Prompt | Set down each line of the data below exactly as it stands, dropping the pictures.

Source records:

==================================================

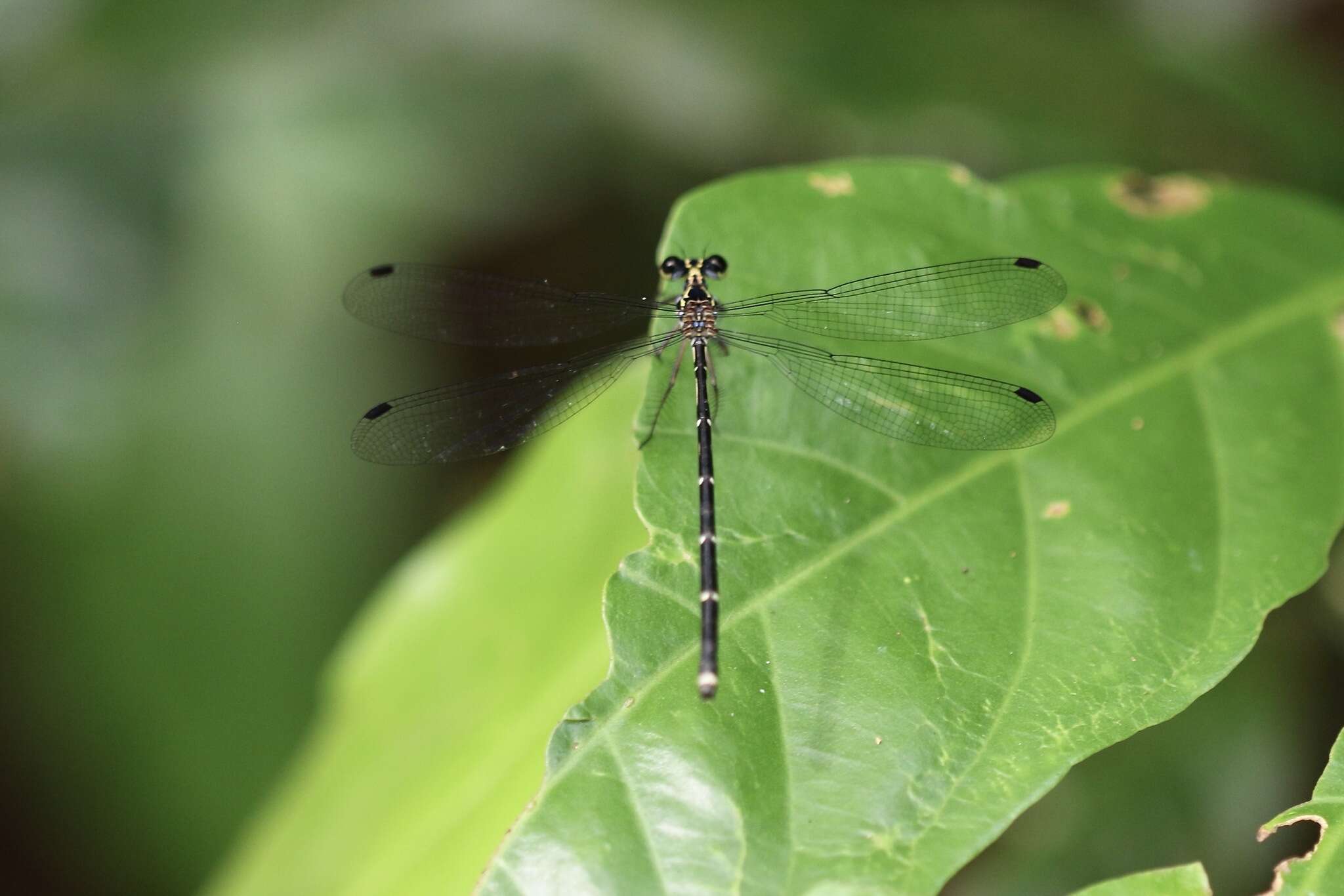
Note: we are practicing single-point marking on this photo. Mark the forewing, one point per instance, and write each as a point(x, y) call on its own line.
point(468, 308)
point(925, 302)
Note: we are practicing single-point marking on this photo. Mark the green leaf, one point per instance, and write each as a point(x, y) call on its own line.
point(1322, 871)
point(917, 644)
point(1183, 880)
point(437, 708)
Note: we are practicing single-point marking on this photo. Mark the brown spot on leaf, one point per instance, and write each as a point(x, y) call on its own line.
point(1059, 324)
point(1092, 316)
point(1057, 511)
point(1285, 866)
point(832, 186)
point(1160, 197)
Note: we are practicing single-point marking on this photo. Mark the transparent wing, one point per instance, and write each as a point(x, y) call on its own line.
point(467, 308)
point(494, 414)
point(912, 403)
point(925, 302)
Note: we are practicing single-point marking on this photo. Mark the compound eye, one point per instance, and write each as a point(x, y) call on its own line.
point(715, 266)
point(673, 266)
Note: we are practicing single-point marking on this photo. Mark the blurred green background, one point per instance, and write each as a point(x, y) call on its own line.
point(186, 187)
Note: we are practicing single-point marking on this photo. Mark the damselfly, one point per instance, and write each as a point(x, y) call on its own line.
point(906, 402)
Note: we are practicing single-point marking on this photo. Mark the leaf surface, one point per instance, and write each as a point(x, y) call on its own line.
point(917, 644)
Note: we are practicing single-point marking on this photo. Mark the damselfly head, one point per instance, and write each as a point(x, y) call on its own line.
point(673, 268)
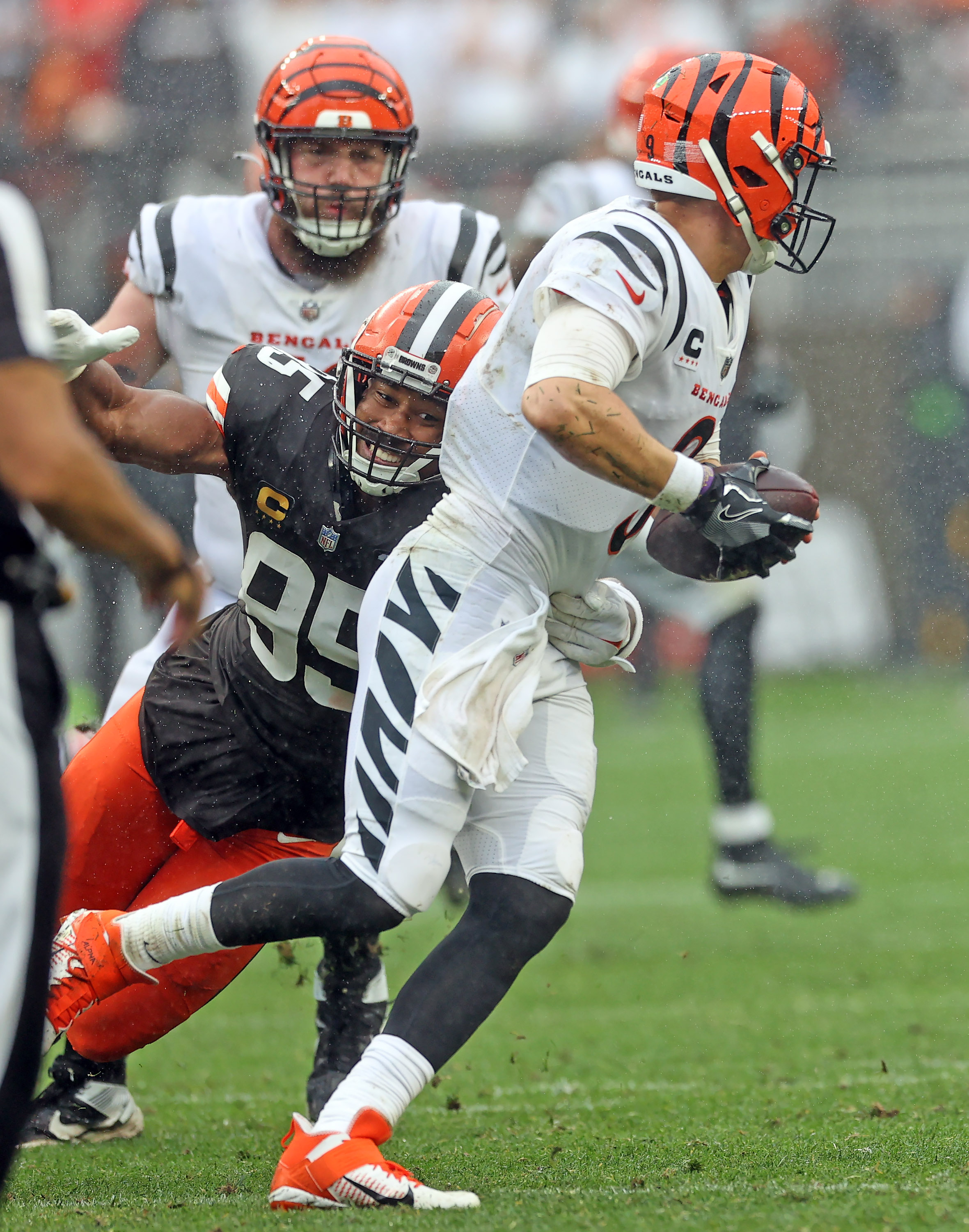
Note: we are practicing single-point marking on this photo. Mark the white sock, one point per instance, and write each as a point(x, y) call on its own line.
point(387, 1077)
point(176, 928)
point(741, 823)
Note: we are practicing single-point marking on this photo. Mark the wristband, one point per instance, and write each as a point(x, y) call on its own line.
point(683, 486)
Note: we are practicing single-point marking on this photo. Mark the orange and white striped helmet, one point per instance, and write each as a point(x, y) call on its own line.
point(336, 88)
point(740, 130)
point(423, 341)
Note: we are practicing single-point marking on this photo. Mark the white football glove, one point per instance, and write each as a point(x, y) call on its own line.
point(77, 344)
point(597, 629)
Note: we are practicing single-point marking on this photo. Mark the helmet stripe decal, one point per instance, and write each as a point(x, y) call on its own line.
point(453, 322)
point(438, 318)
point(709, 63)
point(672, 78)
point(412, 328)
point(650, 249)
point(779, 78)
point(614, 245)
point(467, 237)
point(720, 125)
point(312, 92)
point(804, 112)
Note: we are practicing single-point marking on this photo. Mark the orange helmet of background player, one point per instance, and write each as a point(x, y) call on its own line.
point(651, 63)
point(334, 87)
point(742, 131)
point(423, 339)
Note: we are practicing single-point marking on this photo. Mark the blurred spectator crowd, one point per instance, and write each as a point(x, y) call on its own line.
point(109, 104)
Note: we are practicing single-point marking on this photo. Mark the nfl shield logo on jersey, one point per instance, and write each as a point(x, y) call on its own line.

==================================================

Reply |
Note: we are practicing single-point marking on this photo. Mark the forewing, one point per instance, and write each as a point(x, y) call on its own line.
point(468, 308)
point(925, 302)
Note: we are practicing single-point marking on this photo. Mark the green leaf, one point per instance, and write each as a point(x, y) call on its own line.
point(1322, 871)
point(917, 644)
point(1183, 880)
point(437, 708)
Note: we are practicing single-point marking on this photo. Mark the brown spot on leaf, one point per instance, and write each as a point(x, y) call on its own line.
point(1059, 324)
point(1092, 316)
point(1057, 511)
point(1285, 866)
point(832, 186)
point(1160, 197)
Note: we are practicing single-point marking on this photo. Mark the transparent wing, one point per instance, and write each as a point(x, y) call on its own line.
point(467, 308)
point(494, 414)
point(912, 403)
point(925, 302)
Note: we are practicing single-point marking on this photo. Mark the compound eye, one point per instance, and write each as a point(x, y) call on its own line.
point(715, 266)
point(673, 266)
Note: we are practicing single-point marking on this photo. Mark the blurred green background, one point per instance, and write each as a point(x, y) call on its own line.
point(186, 187)
Note: we are practicing single-point marking on this photo. Mark the damselfly, one point per instance, and write each as a point(x, y) call on its own line.
point(906, 402)
Note: we are practicing single-point marking on this photo. Mark the leaf surface, one point per instance, and write each as a point(x, y) call on its own line.
point(917, 644)
Note: we are practicing single-point marking on this photo. Mark the damselfly head, one point per instance, and write each as a point(x, y) call on its own line.
point(673, 268)
Note: we are practicing single-point marking on this photo. Mark the white sock, one point per instance, and write each as a point(x, y) call on its own line.
point(387, 1077)
point(176, 928)
point(741, 823)
Note: we are practicing single-point marking on this photo. Mark the wristband, one point per instance, and write each as a point(x, y) call on its own line.
point(683, 486)
Note: we are practicing single-point marking on this photo. Mark the orange and white striped helmet, one point per instance, and write each as a point(x, y) call on its own line.
point(336, 88)
point(740, 130)
point(423, 341)
Note: we are practicing single-point marking on this photo. Mark the white football glove, one point per instance, and write each as a point(x, y) call on its own line.
point(77, 344)
point(597, 629)
Note: we are practicing single-point marking on this photo. Mark the helmet stripe decal, one point per instance, and write each as a point(x, y) call on its own line.
point(453, 322)
point(438, 318)
point(709, 63)
point(672, 78)
point(412, 328)
point(650, 249)
point(779, 78)
point(614, 245)
point(467, 237)
point(720, 125)
point(312, 92)
point(804, 112)
Note: we are practicing single-point marking on this photo. Mark the orange helmet of background player, one point per instance, and write each as a point(x, y) call on its own line.
point(651, 63)
point(334, 87)
point(742, 131)
point(423, 339)
Note: we are practicing single-point marking on this photo. Mark the blurred spectator crowd, one point per instance, and write each as a point(x, y) call on its own line.
point(109, 104)
Note: we are practicing single-point marking on this photo. Mark the nfl shield logo on jersey, one point per instance, and write each as a point(x, y) call on its own line.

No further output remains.